EXERCISE TASK — Starting from the line that contains "Task: annotate every instance of the red plaid", reproduce each line exactly through the end of the material, and include no other lines.

THE INPUT —

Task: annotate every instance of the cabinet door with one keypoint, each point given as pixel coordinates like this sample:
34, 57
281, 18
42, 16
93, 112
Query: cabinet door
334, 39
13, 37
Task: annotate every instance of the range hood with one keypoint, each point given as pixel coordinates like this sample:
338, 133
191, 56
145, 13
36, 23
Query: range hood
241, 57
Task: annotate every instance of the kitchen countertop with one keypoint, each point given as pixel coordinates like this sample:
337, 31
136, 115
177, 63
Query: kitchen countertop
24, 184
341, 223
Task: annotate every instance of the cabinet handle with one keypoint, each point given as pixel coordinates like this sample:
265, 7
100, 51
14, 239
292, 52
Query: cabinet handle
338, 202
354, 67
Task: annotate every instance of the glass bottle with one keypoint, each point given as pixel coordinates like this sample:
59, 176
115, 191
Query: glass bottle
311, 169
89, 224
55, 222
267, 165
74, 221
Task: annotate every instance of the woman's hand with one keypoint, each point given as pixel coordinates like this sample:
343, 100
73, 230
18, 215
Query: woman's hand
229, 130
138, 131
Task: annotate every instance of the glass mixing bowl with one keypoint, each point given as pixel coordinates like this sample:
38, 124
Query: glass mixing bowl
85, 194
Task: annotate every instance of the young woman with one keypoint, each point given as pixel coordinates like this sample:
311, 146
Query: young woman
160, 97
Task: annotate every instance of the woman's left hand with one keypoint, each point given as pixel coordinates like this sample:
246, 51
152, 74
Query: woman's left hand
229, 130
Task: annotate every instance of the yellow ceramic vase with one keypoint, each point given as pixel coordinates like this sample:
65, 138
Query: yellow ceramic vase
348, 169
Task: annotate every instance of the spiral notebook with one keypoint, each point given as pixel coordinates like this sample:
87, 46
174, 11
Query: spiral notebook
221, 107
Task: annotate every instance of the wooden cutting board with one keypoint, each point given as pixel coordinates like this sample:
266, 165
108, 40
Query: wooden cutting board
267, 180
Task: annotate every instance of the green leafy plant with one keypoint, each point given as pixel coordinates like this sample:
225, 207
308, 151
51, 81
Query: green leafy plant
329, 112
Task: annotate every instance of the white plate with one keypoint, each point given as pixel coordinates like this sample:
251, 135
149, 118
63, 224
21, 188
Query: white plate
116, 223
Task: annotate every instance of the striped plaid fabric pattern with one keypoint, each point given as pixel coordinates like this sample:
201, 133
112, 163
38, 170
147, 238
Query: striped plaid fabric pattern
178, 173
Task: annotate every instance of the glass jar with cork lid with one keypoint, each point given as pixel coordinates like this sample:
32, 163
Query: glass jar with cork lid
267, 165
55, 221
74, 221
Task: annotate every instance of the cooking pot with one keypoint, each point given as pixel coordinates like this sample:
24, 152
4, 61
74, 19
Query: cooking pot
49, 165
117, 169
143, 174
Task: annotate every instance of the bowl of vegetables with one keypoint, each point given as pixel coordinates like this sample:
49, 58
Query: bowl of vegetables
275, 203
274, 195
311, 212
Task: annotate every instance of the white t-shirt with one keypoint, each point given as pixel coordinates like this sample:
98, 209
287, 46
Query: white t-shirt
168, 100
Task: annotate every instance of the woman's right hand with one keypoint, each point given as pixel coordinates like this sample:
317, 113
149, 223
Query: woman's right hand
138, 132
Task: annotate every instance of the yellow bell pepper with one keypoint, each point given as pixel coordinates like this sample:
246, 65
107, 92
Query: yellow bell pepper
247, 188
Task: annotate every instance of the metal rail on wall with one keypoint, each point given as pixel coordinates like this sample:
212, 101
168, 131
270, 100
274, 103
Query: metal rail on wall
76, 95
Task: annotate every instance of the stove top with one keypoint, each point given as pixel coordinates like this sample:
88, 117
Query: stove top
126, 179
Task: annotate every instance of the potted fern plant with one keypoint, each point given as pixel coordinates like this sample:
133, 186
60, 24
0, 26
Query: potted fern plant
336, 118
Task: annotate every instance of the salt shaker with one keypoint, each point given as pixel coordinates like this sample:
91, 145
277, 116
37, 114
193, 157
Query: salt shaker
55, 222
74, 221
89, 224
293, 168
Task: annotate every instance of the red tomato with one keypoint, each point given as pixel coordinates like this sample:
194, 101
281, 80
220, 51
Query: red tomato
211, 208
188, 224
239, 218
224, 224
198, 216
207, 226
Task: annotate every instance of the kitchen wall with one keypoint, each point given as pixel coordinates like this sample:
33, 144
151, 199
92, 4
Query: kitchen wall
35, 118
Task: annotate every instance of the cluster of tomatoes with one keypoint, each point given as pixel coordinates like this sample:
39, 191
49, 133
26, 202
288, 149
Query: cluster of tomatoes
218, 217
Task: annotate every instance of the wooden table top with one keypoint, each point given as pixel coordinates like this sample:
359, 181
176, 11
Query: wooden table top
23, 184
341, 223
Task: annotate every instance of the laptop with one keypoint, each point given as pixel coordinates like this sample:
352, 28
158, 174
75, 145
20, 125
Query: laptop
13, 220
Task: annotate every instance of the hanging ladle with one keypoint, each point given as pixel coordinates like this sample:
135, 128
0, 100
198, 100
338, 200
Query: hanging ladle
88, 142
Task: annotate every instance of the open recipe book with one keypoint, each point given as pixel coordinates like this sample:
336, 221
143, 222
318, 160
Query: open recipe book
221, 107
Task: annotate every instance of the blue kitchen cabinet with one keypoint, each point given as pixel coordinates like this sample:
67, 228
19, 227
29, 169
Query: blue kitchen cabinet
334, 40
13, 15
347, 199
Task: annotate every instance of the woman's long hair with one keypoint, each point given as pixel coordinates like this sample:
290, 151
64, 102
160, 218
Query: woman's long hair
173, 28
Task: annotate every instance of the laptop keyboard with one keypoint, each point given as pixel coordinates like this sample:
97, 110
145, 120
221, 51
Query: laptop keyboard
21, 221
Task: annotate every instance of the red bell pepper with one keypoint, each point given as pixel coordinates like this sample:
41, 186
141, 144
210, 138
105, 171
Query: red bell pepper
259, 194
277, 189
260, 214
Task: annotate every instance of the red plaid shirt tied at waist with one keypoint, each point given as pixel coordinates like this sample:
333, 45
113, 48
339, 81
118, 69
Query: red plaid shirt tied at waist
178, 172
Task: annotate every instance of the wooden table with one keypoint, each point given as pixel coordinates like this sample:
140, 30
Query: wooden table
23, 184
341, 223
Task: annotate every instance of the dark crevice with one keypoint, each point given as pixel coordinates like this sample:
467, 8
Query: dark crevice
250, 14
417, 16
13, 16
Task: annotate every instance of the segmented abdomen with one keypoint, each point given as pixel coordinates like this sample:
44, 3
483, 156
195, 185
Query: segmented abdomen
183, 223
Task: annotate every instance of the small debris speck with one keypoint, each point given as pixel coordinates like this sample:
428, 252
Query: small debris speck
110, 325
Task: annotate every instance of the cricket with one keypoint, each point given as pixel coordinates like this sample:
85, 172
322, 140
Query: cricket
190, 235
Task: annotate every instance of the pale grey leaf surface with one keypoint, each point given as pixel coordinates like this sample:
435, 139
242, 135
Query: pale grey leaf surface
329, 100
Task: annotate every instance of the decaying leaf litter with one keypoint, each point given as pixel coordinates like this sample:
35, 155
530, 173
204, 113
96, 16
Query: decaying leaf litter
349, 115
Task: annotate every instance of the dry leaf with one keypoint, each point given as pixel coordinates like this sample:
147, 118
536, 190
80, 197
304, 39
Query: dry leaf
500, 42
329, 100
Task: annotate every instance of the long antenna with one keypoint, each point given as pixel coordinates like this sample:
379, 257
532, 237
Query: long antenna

WORKED ANSWER —
Task: annotate every instance of the red plaid shirt tied at waist with one keypoint, each point given as pixel coordinates like this sample:
333, 45
113, 48
339, 81
118, 69
Query: red plaid shirt tied at waist
178, 172
Task: annotate every instance of the wooden table with one keypoint, each point given as pixel coordinates like this sample:
140, 30
Query: wooden table
23, 184
341, 223
Task: annotate every instance of the dark crevice with one keypoint, each point given as pixel coordinates like this sample:
467, 8
Query: dark crevice
250, 14
417, 16
13, 16
Task: annotate every instance of the segmented abdomen with one keypoint, each point given as pixel coordinates like this sample:
44, 3
483, 156
195, 185
Query: segmented abdomen
183, 223
Task: annotate every instance of the small debris speck with one keypoint, each point given as pixel coordinates like this sample:
428, 252
Query: small debris speck
110, 325
Task: annotate every instance of the cricket with one keypoint, each point given as pixel coordinates like this sample:
85, 172
322, 140
Query: cricket
190, 235
Task: annotate every instance of the pale grey leaf surface with one keypoint, each point given as pixel coordinates like this sample:
435, 139
242, 135
Query: pale grey leaf surface
329, 100
Task: annotate every instance of the decaying leaf litter with one keypoint, each point given as pixel coordinates like this sample:
35, 155
530, 173
204, 113
96, 16
Query: decaying leaf litter
349, 115
Task: annotate every instance of the dry leaf with one keypoint, each point given as pixel coordinates like this sample:
147, 118
536, 190
80, 197
304, 39
Query: dry leaf
500, 42
329, 100
Task: annotate every instance of the long antenna with one keypoint, each point given as pixel coordinates like this sample:
379, 257
532, 237
Query: long antenna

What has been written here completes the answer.